* Set of tasks
1. In the passage on love and good works, list the things God gives his people according to the sentence that begins "He gives them of his Holy Spirit."
2. Carry on the passage on love and good works, starting after its final sentence.

Love and Good Works

“Let us consider one another to provoke unto love and to good works.” —Hebrews 10:24

THERE IS NO bond of unity as strong or as precious as that between fellow members of the body of Christ. Where this unity exists there is a blessed community of interest in which each follower of the Master is truly solicitous for the welfare of his brethren. He is interested in their spiritual progress, and seeks ways and means of encouraging them to greater love and devotion to the Lord and to his service. He is as interested in seeing them make their calling and election sure to joint-heirship with Christ as he is to gain the victory himself. No true Christian would knowingly jeopardize the spiritual well-being of his brethren in order to gain for himself an advantage.

There are many avenues along which it is our privilege to note the needs of our brethren, and to assist them. In our text the apostle sums these up under the general heading of ‘love and good works’, indicating that in considering our brethren we can render them valuable aid by exhorting them to faithfulness along these two general lines. By referring to love and good works the apostle emphasizes that both are important, and that either one without the other would lead to an imbalance in Christian character, and a dwarfing of true Christian growth.

As a matter of fact, when Christian love fills the heart, one of the inevitable manifestations will be a consuming zeal leading to self-sacrifice in good works. In I Thessalonians 1:3, the Apostle Paul speaks of the “labour of love.” The most striking example of the manner in which love labors for the benefit of others is that of our Heavenly Father himself.

“God is love,” the Scriptures tell us, and the evidence of this is seen in all that he has planned and done for his creatures. He causes the rain to fall and the sun to shine upon the just and the unjust. It was because he loved the world that he gave his dearly beloved Son to be the Redeemer. He loves his people, and demonstrates it by the many ways in which he bestows his blessings upon them. He gives them of his Holy Spirit; he gives them wisdom, and courage, and strength. He comforts them in their sorrows, and befriends them in their lonely hours. Furthermore, he chastens us because of his love, and reproves us for our wrongdoing, forgiving us when we go to him in faith and repentance.

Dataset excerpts
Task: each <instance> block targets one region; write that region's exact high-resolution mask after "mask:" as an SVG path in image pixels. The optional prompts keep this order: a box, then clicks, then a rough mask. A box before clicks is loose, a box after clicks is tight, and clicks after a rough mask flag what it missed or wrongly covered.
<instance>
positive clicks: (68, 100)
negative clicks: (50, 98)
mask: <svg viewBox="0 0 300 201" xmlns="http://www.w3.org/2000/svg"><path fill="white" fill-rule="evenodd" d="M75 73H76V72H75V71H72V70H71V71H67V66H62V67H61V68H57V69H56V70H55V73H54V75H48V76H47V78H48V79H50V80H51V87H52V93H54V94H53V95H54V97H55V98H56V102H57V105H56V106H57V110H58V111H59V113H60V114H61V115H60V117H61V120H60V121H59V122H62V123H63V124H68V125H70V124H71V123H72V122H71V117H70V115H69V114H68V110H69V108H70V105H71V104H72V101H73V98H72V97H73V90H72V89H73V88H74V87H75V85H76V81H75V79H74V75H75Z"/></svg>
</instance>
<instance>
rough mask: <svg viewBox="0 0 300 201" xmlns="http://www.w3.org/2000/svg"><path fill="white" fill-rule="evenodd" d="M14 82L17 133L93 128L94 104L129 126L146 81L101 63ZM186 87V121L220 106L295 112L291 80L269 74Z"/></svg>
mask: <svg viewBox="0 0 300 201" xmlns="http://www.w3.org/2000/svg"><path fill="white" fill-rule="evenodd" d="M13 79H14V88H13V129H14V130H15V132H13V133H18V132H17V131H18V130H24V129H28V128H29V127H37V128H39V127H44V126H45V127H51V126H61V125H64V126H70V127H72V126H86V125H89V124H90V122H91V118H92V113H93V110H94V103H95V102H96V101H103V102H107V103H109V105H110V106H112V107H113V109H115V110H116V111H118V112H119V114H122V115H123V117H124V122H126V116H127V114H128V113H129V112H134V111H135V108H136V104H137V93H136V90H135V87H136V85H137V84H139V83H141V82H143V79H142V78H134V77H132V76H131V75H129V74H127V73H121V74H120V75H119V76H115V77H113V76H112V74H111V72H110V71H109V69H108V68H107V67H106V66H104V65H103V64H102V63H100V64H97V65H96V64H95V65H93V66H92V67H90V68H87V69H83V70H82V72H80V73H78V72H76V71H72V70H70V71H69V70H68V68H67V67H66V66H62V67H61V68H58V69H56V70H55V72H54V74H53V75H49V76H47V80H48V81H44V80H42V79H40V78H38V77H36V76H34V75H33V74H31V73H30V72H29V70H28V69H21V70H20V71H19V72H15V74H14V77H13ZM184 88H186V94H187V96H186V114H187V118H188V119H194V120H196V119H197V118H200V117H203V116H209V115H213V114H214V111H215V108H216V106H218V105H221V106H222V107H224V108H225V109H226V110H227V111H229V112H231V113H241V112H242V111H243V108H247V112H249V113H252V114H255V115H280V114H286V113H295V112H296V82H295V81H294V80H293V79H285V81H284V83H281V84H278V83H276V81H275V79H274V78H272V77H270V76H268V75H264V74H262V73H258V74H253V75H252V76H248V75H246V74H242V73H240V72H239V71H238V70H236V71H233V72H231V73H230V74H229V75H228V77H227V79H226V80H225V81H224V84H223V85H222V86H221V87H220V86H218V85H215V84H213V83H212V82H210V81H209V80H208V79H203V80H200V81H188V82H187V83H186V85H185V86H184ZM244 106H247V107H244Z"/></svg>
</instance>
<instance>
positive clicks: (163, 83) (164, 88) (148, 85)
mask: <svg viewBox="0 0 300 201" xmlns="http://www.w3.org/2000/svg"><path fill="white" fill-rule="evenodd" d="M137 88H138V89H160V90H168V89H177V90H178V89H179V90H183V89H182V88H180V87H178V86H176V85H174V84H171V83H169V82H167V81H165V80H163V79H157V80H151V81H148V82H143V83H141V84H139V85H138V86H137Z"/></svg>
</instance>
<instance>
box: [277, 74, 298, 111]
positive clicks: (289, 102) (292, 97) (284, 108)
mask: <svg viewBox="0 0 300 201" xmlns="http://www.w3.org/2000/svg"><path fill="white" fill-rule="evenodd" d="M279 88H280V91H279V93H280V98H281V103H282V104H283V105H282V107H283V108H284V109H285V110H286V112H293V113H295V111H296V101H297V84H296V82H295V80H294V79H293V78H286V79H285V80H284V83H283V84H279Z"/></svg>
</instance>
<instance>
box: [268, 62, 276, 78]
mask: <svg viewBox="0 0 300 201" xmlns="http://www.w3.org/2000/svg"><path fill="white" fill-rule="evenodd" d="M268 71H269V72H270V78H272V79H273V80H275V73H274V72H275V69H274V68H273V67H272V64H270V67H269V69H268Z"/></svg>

* Answers by task
1.
- His Holy Spirit
- Wisdom
- Courage
- Strength

2.
God is zealous in the interests of his people because ‘he is love’. This means that when we exhort the brethren to love and good works we are encouraging them to be godlike in character. This is emphasized in the case of Jesus. One of the briefest, yet most comprehensive testimonies concerning the earthly life and ministry of Jesus is the statement that he “went about doing good.” (Acts 10:38) This was characteristic of his entire outlook and demeanor, and it was Jesus who said, “He that hath seen me hath seen the Father.”—John 14:9

In Jesus we see a practical example of Divine love in operation for the blessing of others. It inspired the Master to faithfulness in bearing the kingdom message to his own people, the Jewish nation. It led him to be solicitous for the welfare of his disciples, and to take a tender personal interest in them. Love also prompted the Master to declare hard, cutting truths concerning the hypocrisy of the scribes and Pharisees, and to expose the popular errors which they taught.

The spirit of Jesus’ life of devotion to his Heavenly Father was prophetically described by David in the prayer of dedication, “Lo, I come: in the volume of the Book it is written of me, I delight to do thy will, O my God: yea, thy law is within my heart.” (Ps. 40:7,8) In carrying out the spirit of consecration reflected in this beautiful prayer Jesus recognized that his Heavenly Father’s will for him was to bear witness to the loving kindness of God as revealed in the Divine plan of salvation.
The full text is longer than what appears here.